┌─ Dataset

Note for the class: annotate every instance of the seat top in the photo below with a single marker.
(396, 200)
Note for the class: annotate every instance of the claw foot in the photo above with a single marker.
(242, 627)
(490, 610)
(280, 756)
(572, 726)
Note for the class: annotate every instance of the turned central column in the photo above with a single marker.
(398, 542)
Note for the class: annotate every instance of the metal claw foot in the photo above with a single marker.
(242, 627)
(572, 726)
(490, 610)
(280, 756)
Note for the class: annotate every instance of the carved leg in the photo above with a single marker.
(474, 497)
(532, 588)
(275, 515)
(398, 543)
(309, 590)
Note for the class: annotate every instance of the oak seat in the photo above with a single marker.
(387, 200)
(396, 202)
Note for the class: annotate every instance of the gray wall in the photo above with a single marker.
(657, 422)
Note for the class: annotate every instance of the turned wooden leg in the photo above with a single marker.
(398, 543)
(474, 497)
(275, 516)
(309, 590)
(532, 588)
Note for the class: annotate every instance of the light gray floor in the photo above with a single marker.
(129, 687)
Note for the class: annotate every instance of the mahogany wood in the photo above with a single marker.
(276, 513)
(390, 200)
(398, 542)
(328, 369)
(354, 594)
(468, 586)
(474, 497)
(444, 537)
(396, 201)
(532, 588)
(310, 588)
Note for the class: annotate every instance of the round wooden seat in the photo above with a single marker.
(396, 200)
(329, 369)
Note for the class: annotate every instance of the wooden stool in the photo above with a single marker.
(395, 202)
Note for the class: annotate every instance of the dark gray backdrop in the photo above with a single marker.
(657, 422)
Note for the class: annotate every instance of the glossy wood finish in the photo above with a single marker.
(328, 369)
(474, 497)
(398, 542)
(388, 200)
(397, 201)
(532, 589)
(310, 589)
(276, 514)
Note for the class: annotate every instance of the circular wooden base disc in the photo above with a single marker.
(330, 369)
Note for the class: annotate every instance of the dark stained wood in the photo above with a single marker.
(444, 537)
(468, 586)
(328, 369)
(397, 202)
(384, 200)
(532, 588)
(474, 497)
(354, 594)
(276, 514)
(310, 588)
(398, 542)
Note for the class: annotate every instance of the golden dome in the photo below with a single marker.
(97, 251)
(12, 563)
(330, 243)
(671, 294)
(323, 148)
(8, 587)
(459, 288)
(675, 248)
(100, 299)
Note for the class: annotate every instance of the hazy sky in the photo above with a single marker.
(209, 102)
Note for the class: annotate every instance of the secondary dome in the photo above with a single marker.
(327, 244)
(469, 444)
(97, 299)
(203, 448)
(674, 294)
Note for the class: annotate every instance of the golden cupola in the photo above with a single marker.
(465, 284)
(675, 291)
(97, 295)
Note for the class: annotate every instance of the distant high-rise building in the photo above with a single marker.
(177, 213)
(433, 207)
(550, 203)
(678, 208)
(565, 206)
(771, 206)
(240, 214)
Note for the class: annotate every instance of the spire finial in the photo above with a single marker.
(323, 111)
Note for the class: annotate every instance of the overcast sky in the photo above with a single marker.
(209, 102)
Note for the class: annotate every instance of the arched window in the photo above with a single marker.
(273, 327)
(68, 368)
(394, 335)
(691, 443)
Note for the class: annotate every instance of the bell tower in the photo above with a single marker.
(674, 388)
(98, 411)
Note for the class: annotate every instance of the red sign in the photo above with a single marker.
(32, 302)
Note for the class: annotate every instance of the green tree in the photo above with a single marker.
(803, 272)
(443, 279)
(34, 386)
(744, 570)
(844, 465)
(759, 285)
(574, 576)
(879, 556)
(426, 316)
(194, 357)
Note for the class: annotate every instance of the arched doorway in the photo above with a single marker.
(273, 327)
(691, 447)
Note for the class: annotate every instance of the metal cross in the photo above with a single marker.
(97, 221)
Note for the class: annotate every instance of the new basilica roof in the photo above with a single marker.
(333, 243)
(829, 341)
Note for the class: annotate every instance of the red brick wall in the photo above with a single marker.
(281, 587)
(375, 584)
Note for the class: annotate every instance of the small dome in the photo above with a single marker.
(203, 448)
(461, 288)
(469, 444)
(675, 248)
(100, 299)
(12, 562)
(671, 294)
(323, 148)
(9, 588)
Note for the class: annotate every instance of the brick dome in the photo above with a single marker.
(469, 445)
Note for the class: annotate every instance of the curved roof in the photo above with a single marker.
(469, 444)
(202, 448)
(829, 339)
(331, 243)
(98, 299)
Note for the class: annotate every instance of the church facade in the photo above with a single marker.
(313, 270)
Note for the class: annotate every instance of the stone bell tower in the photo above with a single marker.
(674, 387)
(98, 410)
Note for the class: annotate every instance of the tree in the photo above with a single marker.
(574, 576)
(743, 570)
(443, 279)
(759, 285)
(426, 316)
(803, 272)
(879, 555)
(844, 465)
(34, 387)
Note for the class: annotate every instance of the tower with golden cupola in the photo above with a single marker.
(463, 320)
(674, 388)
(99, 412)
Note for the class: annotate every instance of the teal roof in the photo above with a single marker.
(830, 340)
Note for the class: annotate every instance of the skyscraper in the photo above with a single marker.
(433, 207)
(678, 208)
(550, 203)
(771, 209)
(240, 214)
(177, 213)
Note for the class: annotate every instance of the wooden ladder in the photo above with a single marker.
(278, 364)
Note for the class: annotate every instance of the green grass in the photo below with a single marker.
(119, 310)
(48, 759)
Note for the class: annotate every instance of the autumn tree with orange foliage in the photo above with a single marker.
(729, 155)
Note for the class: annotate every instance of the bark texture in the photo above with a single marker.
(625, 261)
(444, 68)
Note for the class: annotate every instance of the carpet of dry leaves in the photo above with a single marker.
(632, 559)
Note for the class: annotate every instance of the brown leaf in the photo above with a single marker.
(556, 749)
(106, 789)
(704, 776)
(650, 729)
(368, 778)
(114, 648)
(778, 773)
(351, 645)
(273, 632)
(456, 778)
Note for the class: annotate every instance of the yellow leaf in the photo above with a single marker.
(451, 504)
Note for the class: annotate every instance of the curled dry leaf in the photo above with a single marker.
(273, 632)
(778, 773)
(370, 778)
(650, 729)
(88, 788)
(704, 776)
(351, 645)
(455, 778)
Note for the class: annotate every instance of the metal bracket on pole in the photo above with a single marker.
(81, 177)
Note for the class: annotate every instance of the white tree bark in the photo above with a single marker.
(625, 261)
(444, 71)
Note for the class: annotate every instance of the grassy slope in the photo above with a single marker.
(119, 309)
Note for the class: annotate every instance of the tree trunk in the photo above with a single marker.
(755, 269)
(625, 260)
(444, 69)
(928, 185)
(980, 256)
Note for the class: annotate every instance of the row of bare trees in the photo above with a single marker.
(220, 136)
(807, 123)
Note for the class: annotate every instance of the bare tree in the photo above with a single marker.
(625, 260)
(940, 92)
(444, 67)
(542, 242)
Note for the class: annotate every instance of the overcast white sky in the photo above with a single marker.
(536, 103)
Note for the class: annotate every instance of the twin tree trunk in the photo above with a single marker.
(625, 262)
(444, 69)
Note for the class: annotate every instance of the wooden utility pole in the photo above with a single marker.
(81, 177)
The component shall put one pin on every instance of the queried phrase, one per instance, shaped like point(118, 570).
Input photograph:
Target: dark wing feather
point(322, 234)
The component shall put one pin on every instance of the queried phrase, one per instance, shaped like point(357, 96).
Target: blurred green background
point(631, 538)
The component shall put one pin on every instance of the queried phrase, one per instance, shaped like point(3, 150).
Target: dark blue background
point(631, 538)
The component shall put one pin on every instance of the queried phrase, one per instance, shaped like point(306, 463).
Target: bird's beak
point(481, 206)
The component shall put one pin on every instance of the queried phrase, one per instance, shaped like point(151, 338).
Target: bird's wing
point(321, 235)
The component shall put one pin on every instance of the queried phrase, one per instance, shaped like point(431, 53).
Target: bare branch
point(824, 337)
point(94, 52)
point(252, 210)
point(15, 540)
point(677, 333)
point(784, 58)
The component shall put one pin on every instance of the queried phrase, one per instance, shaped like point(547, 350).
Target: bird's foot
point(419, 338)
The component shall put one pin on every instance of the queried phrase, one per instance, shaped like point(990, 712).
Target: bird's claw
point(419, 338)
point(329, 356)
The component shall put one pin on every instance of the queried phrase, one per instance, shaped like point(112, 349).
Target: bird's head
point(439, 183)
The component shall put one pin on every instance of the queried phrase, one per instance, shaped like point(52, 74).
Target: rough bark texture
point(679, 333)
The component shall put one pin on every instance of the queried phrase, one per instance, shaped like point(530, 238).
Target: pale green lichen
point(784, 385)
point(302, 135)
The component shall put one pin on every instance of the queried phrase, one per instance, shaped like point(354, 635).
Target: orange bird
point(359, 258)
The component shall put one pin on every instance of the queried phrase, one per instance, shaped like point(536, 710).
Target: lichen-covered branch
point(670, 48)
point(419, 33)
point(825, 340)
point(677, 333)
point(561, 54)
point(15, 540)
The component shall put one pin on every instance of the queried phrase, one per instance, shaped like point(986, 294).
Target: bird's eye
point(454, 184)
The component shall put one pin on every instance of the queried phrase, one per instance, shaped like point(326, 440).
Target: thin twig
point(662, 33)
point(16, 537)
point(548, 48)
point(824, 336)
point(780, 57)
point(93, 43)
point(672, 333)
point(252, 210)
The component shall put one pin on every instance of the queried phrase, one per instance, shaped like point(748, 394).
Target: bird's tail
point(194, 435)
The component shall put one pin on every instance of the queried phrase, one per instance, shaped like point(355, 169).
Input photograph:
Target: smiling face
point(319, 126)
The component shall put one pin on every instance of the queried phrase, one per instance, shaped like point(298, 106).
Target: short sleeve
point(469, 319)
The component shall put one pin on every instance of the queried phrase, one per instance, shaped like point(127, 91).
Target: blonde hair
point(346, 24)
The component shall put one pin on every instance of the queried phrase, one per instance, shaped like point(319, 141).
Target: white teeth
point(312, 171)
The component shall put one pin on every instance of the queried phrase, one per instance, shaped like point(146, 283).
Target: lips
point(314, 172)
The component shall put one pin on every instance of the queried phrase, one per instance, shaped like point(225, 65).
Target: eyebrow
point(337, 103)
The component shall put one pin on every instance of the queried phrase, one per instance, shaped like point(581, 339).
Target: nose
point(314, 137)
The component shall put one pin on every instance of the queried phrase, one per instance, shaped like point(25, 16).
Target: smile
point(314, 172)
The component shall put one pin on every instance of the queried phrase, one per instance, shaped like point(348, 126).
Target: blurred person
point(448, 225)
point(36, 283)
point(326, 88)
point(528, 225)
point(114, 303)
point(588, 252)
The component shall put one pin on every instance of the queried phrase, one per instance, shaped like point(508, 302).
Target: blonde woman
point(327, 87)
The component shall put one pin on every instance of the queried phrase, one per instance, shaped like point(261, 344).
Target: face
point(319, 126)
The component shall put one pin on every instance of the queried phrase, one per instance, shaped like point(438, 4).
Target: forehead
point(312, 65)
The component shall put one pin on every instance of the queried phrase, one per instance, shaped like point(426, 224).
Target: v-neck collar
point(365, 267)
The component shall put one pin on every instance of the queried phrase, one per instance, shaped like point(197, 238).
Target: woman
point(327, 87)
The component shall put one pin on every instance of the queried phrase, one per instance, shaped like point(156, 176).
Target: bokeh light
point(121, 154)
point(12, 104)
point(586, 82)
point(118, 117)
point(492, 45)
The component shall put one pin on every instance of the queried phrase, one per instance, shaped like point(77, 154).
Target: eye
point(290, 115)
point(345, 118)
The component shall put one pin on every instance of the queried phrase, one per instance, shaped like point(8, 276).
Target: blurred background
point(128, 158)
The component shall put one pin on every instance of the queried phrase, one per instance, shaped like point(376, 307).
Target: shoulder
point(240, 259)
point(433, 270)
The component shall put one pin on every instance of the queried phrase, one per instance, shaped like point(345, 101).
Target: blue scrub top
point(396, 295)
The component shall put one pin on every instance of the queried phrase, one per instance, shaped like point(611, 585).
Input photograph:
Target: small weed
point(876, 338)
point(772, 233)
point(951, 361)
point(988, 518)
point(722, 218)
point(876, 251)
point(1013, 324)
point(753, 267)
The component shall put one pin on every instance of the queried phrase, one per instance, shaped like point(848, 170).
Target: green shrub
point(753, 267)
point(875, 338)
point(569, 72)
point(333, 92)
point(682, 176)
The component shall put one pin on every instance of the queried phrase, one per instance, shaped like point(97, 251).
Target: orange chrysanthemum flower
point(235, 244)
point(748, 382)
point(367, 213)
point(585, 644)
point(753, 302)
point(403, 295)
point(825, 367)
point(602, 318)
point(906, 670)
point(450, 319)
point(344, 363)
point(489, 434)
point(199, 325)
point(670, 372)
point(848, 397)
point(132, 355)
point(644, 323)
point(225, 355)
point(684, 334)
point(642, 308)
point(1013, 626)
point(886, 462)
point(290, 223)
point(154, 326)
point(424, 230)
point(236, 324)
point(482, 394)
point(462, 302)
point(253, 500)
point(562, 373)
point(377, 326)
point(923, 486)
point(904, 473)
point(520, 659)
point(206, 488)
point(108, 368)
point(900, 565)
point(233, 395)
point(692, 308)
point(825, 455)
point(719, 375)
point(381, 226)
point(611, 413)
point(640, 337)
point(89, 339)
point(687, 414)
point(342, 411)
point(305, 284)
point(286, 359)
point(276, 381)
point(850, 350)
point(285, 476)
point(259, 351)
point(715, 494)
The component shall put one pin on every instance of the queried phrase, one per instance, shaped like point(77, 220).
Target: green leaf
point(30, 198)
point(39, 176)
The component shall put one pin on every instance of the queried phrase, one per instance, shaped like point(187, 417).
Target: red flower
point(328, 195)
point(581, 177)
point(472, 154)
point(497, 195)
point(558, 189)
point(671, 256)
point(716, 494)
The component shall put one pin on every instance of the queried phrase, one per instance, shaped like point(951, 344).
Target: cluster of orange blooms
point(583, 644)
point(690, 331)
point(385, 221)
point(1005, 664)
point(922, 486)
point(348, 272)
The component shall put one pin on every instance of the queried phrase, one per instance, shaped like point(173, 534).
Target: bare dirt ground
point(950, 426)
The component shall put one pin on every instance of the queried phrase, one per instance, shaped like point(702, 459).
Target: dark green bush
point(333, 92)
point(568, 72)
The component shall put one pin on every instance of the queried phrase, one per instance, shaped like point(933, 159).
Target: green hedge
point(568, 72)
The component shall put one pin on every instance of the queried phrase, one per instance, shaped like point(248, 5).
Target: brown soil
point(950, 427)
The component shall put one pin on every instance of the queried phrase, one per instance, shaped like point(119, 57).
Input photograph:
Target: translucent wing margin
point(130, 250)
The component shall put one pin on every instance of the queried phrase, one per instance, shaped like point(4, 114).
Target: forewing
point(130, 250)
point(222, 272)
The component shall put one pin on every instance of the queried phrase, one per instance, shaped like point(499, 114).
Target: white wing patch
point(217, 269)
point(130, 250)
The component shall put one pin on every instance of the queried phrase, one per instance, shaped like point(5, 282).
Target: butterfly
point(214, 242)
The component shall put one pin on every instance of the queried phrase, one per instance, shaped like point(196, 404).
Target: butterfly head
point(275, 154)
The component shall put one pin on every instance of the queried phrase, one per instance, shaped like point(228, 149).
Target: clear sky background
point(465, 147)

└─

▶ **Task requirements**
Look above for the line that holds "like point(499, 114).", then copy it and each line after it exactly, through the last line of the data.

▶ **Your response**
The component shall put one pin on every instance of the queried phrase, one per instance, shaped like point(499, 114).
Target: white wing patch
point(217, 269)
point(130, 250)
The component shall put one pin on every instance of the queried phrase, one per instance, shaped like point(5, 282).
Target: butterfly
point(214, 242)
The component shall put one pin on every instance of the queried phrase, one per instance, shaped like point(196, 404).
Target: butterfly head
point(275, 154)
The component shall put one pin on every instance of the queried phrase, one per instance, shaped like point(228, 149).
Target: clear sky background
point(465, 147)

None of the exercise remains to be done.